Excerpt:
----------
The transportation department said the new policy is designed to undo “woke policies.”

“Under President Trump’s leadership, we are focused on eliminating excessive regulations that have hindered economic growth, increased costs for American families and prioritized far-left agendas over practical solutions,” Duffy said in a statement.

Officials at the Georgia Department of Transportation did not respond to a request for comment about how the new change might affect projects here. A spokesperson for MARTA said the transit agency is uncertain of the impact.

“There have not been sufficient details provided by the administration for MARTA to perform a detailed impact assessment,” spokesperson Stephany Fisher said.

Jannine Miller, who wears a number of hats overseeing transportation policy in Georgia, including serving as the State Road and Tollway Authority’s executive director, told board members of the Atlanta-Region Transit Link Authority last week that everything is operating “business as usual” at the moment.

“We’re carrying on and we’ll keep a very close eye on what happens,” Miller said.

The directive marks a different approach than what was taken during the first Trump administration, Tomer said. Under Secretary Elaine Chao, roadway projects in rural areas and those addressing freight concerns were emphasized. Atlanta has three of the top 10 freight bottlenecks in the country, according to the American Transportation Research Institute.
----------
Working data:
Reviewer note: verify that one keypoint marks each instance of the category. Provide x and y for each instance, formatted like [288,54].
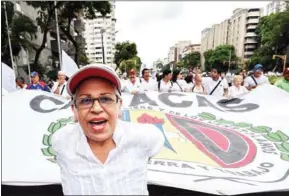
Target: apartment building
[276,6]
[191,48]
[238,31]
[101,31]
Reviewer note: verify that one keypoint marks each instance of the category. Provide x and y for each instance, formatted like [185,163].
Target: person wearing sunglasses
[101,154]
[133,86]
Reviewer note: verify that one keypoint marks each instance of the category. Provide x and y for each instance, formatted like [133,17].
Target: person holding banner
[165,84]
[133,85]
[257,79]
[20,83]
[59,87]
[37,84]
[146,82]
[237,90]
[284,82]
[100,154]
[215,85]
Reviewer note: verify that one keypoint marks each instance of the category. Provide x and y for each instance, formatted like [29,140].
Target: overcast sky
[155,26]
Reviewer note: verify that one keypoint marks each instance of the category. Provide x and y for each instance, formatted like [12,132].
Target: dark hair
[175,75]
[21,79]
[189,78]
[166,72]
[144,70]
[218,71]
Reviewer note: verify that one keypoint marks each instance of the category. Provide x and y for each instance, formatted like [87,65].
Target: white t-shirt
[235,92]
[130,87]
[210,85]
[165,87]
[147,86]
[62,89]
[249,82]
[125,169]
[198,90]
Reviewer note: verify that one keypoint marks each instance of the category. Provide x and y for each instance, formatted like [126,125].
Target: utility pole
[102,30]
[9,41]
[58,36]
[229,61]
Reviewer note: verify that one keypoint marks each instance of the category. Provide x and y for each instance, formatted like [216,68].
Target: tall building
[191,48]
[276,6]
[238,31]
[94,30]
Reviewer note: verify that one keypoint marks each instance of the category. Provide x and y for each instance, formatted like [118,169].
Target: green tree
[220,57]
[22,31]
[45,20]
[273,38]
[127,65]
[192,59]
[70,10]
[124,51]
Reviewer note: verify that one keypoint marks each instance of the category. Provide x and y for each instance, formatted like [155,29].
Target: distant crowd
[214,83]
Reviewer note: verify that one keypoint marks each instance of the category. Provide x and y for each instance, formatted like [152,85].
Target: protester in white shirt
[147,83]
[100,154]
[237,90]
[179,85]
[59,87]
[190,82]
[20,83]
[133,85]
[215,85]
[257,79]
[198,87]
[165,84]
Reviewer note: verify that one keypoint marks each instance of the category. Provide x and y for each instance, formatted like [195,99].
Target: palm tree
[22,31]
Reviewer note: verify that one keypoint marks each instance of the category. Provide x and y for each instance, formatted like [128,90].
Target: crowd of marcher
[214,83]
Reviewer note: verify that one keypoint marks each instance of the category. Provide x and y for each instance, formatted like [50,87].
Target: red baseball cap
[131,72]
[102,71]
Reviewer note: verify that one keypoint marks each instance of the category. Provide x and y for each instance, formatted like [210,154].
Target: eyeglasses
[106,100]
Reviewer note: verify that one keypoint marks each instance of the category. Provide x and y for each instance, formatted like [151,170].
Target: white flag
[8,78]
[69,67]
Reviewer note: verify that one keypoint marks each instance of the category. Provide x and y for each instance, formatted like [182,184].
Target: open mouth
[98,126]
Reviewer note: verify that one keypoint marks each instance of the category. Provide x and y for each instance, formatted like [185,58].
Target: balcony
[251,27]
[253,14]
[253,21]
[79,25]
[248,53]
[250,34]
[250,46]
[250,41]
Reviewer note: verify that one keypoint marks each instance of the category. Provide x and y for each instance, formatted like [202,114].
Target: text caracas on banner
[212,145]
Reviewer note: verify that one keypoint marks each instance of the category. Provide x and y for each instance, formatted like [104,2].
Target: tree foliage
[126,65]
[220,57]
[273,38]
[22,31]
[125,51]
[192,59]
[70,10]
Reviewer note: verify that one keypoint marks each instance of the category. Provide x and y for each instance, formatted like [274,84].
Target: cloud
[155,26]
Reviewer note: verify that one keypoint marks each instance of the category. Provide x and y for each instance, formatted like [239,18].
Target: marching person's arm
[247,83]
[226,88]
[153,140]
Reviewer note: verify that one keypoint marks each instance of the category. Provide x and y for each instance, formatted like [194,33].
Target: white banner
[69,67]
[212,145]
[8,78]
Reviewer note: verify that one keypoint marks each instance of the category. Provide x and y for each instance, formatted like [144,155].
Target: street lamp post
[283,57]
[103,56]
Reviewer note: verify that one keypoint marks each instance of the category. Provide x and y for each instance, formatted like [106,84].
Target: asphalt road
[154,190]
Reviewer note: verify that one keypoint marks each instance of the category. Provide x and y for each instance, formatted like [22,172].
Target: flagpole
[58,37]
[9,41]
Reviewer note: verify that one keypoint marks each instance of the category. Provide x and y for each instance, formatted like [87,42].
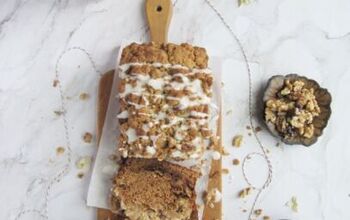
----------
What to do:
(1) Can you rewrite the paragraph of the transportation excerpt beginning "Officials at the Georgia Department of Transportation" more briefly, keeping its main facts?
(2) Could you reproduce the stretch of the records from the line containing "formatted like [22,172]." through the end of the records, keeping the reviewer notes and increasing every coordinate in the answers by 51? Leave the pictures out of your reply.
The records have no connection to the transportation excerpt.

Answer set:
(1) Georgia Department of Transportation officials did not answer a request for comment on how the change might affect projects, and a MARTA spokesperson said the transit agency is uncertain of the impact.

(2)
Reviewer note: verify that one keypoint marks each instance of the category. Provide x and y for each instance, formatted like [22,172].
Target: flagpole
[109,88]
[60,92]
Reviewer note: verify that one keypoint marks each instance of the category. Provide x and y for each instance, formatted like [87,42].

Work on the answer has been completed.